----- PROVIDED ENTRIES -----

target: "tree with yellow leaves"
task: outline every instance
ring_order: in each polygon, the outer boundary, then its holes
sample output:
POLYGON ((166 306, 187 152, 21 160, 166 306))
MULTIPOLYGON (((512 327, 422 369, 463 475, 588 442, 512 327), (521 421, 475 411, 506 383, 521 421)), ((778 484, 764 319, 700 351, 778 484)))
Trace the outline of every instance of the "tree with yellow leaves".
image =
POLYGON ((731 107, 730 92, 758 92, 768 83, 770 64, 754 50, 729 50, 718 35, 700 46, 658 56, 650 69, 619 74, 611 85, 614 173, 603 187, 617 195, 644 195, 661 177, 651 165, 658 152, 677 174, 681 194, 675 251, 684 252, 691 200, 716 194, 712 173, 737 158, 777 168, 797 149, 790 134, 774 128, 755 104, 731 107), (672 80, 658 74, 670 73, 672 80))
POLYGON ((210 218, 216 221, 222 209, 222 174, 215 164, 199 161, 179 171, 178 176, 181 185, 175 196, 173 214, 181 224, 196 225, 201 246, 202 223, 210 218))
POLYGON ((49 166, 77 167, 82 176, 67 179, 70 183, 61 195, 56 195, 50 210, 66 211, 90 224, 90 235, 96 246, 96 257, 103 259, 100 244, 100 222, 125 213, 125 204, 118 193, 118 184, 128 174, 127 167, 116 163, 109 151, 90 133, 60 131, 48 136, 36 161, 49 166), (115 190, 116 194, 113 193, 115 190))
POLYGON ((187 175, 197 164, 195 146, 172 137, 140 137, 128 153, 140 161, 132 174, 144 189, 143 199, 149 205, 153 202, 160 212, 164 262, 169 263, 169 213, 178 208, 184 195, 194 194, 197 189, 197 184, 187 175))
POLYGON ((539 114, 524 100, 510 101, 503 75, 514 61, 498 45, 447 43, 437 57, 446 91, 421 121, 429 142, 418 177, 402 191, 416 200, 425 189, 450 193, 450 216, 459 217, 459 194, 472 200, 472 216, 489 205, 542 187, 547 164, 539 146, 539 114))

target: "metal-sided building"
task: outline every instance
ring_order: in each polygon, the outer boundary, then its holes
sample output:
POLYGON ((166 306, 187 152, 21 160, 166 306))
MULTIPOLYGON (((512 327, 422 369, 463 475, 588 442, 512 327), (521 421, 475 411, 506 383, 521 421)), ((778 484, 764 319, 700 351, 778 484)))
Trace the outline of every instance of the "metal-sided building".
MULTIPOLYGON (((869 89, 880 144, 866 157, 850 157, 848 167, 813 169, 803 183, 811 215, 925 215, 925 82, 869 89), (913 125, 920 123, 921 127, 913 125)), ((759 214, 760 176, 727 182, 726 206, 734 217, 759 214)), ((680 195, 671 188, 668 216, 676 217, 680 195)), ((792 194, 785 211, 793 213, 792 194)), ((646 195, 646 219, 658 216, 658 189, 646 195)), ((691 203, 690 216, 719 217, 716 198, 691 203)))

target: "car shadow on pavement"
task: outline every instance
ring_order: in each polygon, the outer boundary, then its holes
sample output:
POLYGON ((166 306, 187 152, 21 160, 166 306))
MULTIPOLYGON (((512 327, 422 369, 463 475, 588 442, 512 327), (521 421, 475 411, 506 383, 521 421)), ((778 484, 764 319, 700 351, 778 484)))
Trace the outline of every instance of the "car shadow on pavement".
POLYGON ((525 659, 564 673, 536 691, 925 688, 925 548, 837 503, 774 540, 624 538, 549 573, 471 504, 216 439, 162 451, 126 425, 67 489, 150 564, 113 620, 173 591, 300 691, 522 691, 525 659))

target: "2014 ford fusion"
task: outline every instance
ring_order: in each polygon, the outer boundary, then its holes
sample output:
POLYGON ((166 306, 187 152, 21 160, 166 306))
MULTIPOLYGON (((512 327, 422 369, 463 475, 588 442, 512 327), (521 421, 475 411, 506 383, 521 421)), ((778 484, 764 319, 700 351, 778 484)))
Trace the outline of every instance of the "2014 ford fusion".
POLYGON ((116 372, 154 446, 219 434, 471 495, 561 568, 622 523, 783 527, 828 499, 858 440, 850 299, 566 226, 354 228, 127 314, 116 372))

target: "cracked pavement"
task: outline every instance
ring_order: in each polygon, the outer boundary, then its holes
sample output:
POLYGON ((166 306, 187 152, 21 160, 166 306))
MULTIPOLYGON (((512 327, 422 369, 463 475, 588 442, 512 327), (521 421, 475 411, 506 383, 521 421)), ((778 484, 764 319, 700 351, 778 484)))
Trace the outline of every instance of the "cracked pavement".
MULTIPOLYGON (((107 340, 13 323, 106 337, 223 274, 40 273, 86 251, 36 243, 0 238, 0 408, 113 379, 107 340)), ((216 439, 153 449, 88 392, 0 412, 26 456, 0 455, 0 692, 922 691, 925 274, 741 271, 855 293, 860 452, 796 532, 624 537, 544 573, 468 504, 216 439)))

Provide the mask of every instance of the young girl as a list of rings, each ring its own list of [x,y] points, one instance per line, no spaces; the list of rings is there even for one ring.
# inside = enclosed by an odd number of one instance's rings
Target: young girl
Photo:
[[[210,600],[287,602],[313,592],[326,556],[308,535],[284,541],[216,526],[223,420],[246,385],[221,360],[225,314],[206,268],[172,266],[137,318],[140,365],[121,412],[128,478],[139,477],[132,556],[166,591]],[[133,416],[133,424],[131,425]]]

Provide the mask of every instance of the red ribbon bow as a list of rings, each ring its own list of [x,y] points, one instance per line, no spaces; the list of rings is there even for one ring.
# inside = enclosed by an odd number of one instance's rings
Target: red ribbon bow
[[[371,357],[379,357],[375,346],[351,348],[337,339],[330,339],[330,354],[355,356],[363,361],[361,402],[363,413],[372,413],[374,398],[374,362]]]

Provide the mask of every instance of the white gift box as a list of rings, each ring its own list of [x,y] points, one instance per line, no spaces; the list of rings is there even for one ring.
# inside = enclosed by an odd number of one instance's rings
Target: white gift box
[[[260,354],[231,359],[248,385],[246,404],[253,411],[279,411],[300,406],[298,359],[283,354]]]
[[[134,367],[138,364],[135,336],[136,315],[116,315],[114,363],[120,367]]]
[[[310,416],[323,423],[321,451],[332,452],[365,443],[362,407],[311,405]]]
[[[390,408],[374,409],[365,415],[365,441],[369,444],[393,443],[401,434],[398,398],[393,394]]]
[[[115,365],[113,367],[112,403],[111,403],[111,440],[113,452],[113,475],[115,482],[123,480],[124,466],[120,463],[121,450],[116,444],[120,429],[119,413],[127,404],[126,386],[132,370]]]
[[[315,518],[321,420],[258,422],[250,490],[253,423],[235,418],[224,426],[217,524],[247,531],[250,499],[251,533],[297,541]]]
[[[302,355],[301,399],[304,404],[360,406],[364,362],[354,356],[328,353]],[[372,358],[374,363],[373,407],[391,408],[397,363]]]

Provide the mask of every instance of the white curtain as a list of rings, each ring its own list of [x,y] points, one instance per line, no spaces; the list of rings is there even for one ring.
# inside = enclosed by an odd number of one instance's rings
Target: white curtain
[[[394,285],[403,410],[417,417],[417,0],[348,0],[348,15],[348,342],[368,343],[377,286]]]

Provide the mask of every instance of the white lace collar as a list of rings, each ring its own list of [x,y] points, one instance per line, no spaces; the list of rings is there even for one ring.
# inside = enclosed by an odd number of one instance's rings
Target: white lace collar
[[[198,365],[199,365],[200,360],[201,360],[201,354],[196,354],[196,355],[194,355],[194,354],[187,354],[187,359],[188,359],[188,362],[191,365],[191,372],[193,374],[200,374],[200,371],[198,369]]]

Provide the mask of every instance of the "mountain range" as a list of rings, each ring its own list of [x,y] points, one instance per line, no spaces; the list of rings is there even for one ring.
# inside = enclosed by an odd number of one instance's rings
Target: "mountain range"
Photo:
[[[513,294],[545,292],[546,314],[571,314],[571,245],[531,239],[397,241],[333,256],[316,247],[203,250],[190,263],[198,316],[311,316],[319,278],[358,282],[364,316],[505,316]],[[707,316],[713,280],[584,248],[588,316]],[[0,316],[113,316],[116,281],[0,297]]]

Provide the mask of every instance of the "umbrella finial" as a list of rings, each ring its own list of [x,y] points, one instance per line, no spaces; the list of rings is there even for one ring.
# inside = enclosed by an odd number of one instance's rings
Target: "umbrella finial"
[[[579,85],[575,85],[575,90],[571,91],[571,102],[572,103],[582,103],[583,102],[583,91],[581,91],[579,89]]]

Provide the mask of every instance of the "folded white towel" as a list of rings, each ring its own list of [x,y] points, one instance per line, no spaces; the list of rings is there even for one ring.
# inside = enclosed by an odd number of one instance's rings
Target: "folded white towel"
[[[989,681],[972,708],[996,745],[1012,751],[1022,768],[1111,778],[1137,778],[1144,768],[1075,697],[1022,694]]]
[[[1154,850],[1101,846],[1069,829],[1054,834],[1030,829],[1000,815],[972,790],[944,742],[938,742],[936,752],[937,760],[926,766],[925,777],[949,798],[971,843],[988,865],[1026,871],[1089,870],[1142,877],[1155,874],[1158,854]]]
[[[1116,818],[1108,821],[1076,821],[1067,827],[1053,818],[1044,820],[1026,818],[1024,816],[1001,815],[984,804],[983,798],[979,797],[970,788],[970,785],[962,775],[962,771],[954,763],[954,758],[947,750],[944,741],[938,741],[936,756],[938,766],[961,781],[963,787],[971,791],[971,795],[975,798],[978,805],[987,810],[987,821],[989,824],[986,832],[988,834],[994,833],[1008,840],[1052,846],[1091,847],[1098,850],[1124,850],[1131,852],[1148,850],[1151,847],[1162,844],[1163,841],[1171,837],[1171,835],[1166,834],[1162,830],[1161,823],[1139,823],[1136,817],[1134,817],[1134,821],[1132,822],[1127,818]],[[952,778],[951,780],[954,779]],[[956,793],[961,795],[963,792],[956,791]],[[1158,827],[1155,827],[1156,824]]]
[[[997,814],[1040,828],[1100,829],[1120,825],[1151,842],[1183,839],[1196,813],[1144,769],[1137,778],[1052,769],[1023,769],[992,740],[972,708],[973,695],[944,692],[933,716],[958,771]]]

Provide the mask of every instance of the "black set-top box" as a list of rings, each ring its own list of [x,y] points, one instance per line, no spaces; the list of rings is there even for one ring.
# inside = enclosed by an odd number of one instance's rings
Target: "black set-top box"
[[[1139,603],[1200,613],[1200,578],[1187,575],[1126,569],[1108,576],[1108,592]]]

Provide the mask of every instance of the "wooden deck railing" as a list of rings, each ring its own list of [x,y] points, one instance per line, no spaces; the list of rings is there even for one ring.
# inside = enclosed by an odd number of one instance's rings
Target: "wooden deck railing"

-----

*WHAT TO WORK ON*: Copy range, inclusive: the line holding "Provide the mask of every instance of the red" to the line holding "Provide the mask of every instance of the white curtain". Reproduce exactly those lines of the records above and no others.

*TASK ANSWER*:
Provide the mask of every instance of the red ribbon bow as a list of rings, each ring its own list of [x,y] points, one instance per line, no spaces; the list of rings is there even for one ring.
# inside = enclosed by an odd number of one instance's rings
Target: red ribbon bow
[[[371,357],[379,357],[375,346],[351,348],[337,339],[330,339],[330,354],[355,356],[363,361],[361,402],[363,413],[372,413],[374,398],[374,362]]]

Provide the mask of every instance of the white gift box as a list of rings, each ring its own list of [x,y] points, one instance per line, no spaces; the list of rings is there even for one ring.
# inside = enclosed by an odd number of one instance's rings
Target: white gift box
[[[260,354],[231,359],[248,385],[246,404],[253,411],[279,411],[300,406],[298,359],[283,354]]]
[[[134,367],[138,364],[135,336],[136,315],[116,315],[114,363],[120,367]]]
[[[310,416],[323,423],[321,451],[332,452],[365,443],[362,407],[311,405]]]
[[[390,408],[374,409],[365,415],[365,441],[369,444],[393,443],[401,434],[398,398],[393,394]]]
[[[115,365],[113,367],[112,403],[111,403],[111,440],[113,452],[113,475],[115,482],[123,480],[124,466],[120,463],[121,450],[116,444],[120,429],[119,413],[127,404],[126,386],[132,370]]]
[[[315,518],[321,420],[258,422],[250,490],[253,423],[235,418],[224,426],[217,524],[247,531],[250,499],[251,533],[297,541]]]
[[[302,355],[301,399],[304,404],[360,406],[364,362],[354,356],[328,353]],[[372,358],[374,363],[373,407],[391,408],[397,363]]]

Provide the mask of every instance of the white curtain as a list of rings, each ring its own list of [x,y] points, one instance per line, no spaces; the list of rings is there even for one ring.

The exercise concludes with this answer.